Text section -
__________

Anyway, to sum up Italy - and I apologize for not responding to the comments individually - I'm going with the consensus that it is more liberal and anti-clerical than OTL, but that there are sharp differences both between right and left and (like TTL's France) within the right. Unrest and possibly revolution are possibilities, especially as the war drags on and the Alpine trenches become killing grounds.

The next update, which will be the last narrative post involving the BOGs' first year, will include a scene from Rome. The one after that will feature some narrative scenes from the FAR side, and then there will be a history-book post giving the bigger picture of the first year of war.

Excellent piece of fiction with Paulo Abacar the Younger! That's some great action. :)

Thanks! For the record, Paulo the Younger won't be nearly the soldier his father and grandfather were; he'll be conscientious enough about his military duties, but his experiences as a de facto diplomat and governor, especially the former, will be more formative. The professionals will eventually arrive to take over the war, but he'll have to keep the Kigoma district together in an area full of warlords and refugees.

__________

Check your understanding -
1. Answer these questions about the alternate-history post:
(a) Which city will the next update include a scene from?
(b) Which district will Paulo the Younger have to keep together?
(c) Which part of his experience will be more formative for Paulo the Younger, diplomat or governor?
2. Transcribe the stretch of the alternate-history post from "The next update, which" through "warlords and refugees.".

Data -
__________

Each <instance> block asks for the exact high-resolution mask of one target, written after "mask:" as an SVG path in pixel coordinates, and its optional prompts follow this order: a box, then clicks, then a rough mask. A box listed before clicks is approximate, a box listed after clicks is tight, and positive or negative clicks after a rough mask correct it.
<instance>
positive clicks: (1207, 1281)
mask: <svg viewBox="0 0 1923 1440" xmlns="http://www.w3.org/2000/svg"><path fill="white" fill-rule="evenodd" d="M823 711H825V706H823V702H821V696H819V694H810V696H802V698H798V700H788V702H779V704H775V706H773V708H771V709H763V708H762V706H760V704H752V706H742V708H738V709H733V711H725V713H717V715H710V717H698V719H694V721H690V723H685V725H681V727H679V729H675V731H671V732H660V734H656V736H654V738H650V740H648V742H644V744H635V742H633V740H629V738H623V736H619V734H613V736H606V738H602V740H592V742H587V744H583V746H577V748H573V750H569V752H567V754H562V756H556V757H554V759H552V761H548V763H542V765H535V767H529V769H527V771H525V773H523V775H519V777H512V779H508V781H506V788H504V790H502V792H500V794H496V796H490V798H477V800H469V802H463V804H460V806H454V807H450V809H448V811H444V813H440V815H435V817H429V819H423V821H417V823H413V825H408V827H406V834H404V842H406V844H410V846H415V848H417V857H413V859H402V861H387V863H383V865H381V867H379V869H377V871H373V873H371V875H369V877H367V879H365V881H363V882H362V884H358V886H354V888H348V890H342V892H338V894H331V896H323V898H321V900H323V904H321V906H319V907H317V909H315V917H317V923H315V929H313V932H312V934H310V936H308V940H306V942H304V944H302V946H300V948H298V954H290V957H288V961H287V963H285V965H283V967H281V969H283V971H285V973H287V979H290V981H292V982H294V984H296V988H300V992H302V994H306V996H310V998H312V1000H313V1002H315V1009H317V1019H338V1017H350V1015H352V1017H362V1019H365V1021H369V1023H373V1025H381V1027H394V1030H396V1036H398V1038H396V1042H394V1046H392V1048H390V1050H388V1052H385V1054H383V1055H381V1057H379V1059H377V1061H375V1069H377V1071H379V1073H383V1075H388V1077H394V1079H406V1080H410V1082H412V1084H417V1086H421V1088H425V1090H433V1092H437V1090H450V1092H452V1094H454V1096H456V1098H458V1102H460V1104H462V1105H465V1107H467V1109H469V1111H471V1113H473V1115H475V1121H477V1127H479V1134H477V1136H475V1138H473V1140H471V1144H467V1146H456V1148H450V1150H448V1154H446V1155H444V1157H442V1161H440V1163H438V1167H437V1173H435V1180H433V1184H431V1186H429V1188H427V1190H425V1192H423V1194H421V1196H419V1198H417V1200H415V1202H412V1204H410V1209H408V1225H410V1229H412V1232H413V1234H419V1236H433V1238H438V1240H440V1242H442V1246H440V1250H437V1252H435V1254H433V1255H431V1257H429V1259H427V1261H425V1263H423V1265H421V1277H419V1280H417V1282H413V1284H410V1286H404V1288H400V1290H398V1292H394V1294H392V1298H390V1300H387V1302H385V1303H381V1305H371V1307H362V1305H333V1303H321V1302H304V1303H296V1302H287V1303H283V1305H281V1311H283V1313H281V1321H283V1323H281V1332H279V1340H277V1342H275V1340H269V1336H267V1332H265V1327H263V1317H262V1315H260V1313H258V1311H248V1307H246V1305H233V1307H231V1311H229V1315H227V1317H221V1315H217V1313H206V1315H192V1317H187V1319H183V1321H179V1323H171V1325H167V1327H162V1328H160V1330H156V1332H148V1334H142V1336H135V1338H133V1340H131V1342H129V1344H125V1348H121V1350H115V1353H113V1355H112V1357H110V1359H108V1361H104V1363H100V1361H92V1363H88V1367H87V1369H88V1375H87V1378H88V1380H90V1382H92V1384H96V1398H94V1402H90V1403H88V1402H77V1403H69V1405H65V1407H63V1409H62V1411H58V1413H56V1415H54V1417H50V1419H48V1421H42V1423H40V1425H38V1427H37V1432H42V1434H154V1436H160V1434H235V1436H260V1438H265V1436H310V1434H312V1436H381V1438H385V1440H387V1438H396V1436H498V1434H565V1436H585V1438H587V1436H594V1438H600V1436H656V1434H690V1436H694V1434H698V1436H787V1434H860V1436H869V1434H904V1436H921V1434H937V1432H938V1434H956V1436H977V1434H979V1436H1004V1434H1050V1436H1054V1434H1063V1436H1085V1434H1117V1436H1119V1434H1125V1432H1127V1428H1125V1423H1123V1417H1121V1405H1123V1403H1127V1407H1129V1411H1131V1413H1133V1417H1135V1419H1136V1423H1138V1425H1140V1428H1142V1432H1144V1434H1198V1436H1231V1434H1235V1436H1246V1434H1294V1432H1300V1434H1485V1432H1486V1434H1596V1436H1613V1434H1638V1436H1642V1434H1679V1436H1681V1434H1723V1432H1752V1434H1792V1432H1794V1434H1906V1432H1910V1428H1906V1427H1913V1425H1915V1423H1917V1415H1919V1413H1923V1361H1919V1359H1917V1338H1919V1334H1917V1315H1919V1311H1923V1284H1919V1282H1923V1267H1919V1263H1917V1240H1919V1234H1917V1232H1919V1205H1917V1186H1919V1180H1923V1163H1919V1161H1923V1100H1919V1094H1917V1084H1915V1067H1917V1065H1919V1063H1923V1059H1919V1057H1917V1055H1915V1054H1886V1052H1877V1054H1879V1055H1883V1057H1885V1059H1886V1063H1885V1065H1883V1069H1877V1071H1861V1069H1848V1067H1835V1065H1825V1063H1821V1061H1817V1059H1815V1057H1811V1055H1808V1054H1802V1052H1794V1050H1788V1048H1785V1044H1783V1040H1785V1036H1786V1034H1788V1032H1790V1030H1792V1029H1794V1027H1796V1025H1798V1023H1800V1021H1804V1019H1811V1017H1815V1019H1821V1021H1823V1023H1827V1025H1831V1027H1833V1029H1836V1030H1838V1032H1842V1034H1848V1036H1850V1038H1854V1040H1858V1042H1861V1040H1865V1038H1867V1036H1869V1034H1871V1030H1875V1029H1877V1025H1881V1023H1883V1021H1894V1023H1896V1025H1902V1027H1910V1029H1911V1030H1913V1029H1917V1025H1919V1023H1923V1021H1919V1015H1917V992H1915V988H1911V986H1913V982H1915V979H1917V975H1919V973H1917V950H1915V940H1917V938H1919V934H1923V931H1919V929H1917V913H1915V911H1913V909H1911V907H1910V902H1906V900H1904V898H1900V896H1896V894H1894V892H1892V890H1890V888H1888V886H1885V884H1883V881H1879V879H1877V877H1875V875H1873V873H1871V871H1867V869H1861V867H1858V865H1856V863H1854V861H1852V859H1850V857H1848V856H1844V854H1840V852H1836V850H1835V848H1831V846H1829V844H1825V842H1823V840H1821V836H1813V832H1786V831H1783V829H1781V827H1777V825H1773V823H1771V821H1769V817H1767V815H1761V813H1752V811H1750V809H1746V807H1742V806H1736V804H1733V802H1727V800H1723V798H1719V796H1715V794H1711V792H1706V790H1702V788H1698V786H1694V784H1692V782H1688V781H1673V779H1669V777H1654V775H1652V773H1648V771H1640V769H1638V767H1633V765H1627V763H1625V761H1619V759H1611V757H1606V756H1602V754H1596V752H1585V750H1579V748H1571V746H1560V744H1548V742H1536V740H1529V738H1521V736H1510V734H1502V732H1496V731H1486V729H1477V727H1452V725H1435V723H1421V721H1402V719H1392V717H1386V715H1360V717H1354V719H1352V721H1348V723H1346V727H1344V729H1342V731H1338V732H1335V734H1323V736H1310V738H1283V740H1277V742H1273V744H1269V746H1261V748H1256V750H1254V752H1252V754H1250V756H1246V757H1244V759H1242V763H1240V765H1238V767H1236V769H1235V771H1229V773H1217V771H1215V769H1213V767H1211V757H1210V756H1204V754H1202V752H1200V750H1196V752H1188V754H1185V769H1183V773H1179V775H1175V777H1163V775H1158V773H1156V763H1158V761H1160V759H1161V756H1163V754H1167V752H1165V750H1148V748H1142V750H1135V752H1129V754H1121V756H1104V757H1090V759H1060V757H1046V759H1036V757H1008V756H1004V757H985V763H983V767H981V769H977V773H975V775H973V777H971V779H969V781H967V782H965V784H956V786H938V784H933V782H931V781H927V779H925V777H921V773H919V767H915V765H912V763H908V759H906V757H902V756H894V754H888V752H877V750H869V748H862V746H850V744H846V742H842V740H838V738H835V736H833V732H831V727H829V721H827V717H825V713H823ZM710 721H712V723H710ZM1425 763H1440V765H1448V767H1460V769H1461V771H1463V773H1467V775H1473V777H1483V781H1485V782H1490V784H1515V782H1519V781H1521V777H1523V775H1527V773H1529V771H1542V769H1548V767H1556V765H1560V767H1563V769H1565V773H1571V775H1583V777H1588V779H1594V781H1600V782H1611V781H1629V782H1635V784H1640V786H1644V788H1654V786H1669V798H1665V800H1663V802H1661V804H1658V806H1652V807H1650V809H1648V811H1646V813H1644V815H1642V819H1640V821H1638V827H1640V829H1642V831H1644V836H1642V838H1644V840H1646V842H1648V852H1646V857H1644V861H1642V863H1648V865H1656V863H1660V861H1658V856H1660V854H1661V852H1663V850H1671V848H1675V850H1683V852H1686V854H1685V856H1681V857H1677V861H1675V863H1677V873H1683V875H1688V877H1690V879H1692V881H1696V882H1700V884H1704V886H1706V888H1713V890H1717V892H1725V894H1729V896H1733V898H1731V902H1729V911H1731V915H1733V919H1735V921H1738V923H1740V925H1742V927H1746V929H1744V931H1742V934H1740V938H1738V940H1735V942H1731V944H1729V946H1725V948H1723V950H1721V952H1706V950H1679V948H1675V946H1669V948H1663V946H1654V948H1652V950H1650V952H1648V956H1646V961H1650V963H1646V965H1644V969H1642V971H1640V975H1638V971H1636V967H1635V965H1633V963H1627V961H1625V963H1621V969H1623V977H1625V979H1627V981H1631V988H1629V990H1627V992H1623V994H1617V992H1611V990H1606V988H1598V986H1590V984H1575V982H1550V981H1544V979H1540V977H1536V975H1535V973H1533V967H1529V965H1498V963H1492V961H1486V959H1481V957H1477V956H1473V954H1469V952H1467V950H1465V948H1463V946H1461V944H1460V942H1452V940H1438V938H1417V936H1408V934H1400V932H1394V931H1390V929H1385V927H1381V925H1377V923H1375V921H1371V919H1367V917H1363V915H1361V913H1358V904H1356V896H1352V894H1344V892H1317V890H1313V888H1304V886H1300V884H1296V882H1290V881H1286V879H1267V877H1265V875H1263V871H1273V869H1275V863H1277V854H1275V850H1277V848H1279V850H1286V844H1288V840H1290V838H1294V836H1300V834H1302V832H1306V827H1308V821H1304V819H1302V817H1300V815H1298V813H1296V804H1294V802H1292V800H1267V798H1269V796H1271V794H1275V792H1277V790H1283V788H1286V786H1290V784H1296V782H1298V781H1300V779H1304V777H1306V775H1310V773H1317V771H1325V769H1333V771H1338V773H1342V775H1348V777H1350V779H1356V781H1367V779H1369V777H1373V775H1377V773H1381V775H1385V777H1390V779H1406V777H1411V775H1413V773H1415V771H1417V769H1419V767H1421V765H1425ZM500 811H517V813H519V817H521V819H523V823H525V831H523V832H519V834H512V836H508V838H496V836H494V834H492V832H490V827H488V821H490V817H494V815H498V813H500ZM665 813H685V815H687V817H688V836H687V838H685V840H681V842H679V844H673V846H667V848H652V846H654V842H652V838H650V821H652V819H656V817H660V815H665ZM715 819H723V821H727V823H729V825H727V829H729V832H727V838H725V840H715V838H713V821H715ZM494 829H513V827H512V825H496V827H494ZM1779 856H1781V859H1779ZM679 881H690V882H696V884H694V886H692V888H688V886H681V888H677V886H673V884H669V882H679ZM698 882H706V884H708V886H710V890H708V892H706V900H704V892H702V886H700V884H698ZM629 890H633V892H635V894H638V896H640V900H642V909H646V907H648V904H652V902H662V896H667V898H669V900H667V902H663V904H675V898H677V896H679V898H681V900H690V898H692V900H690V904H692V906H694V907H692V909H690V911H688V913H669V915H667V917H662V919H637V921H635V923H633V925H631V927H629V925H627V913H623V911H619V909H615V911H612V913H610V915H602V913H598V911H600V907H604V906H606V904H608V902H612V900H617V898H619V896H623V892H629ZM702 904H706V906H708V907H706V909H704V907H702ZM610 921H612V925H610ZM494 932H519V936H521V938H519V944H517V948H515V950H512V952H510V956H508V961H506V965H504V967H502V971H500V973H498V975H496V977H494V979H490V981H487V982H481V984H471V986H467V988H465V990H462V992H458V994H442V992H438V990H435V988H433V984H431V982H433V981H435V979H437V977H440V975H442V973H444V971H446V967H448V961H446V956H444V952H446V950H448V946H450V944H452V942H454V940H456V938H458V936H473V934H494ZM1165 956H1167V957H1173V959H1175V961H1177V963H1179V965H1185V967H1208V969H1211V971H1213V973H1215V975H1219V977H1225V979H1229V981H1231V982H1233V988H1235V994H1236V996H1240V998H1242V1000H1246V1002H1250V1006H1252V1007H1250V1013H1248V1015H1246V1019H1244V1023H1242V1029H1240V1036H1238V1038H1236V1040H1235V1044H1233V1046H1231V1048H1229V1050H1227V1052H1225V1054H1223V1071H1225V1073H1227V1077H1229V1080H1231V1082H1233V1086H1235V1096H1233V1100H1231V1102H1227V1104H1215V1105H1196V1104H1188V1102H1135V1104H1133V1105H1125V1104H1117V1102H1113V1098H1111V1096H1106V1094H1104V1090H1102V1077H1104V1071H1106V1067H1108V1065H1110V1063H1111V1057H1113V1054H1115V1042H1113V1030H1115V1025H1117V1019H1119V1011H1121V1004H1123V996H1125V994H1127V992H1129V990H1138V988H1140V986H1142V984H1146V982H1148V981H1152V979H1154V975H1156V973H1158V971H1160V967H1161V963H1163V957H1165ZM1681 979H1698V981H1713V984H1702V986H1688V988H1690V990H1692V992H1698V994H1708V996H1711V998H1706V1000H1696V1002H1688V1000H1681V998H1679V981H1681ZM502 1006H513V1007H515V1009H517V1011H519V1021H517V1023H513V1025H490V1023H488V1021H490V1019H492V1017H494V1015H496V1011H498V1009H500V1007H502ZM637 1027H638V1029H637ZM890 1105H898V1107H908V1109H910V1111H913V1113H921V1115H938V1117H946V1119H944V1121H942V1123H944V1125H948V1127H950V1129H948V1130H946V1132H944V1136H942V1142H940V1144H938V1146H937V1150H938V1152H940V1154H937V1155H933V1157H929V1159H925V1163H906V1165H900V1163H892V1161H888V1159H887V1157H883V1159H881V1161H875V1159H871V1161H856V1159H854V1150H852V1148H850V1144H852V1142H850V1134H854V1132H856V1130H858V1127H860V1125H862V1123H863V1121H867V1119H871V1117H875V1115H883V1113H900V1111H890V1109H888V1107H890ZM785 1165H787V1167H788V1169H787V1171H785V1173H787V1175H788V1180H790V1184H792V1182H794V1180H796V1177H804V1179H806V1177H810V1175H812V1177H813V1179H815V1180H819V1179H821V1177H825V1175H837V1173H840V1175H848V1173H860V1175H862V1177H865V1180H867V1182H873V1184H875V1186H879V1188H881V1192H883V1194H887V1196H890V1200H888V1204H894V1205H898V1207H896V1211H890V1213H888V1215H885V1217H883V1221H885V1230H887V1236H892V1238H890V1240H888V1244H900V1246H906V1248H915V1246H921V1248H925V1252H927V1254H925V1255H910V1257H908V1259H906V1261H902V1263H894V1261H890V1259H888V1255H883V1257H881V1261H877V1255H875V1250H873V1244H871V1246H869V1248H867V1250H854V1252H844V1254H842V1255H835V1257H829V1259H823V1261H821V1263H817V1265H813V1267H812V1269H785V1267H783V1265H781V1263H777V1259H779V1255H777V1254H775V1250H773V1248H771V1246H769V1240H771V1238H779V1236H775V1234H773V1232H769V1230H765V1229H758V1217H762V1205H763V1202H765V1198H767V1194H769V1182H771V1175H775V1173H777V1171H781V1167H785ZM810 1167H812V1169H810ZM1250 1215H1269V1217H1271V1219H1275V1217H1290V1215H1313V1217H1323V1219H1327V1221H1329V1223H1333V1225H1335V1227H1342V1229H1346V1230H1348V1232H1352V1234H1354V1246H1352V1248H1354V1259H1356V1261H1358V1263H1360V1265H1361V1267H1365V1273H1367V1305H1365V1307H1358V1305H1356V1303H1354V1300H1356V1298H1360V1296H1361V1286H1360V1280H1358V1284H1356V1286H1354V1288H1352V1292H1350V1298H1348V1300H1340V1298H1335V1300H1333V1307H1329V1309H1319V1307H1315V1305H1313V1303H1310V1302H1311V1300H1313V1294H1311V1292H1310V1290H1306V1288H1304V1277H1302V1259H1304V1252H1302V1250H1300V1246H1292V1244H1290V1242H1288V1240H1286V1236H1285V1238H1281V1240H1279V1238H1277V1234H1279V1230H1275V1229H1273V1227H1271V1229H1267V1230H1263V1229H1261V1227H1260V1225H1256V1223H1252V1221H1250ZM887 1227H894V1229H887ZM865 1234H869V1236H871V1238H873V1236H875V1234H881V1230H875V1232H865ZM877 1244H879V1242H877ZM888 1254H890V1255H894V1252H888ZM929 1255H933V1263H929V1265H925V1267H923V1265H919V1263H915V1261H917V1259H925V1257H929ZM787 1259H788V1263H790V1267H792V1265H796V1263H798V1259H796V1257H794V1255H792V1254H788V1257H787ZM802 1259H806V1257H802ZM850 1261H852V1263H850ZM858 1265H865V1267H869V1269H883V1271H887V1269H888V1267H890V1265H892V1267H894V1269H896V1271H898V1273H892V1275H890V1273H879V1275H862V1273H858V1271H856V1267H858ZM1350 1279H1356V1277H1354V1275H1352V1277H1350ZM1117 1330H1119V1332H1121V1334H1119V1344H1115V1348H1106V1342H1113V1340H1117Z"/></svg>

__________

Results of the tasks -
1.
(a) Rome
(b) The Kigoma district
(c) His experiences as a de facto diplomat

2.
The next update, which will be the last narrative post involving the BOGs' first year, will include a scene from Rome. The one after that will feature some narrative scenes from the FAR side, and then there will be a history-book post giving the bigger picture of the first year of war.

Excellent piece of fiction with Paulo Abacar the Younger! That's some great action. :)

Thanks! For the record, Paulo the Younger won't be nearly the soldier his father and grandfather were; he'll be conscientious enough about his military duties, but his experiences as a de facto diplomat and governor, especially the former, will be more formative. The professionals will eventually arrive to take over the war, but he'll have to keep the Kigoma district together in an area full of warlords and refugees.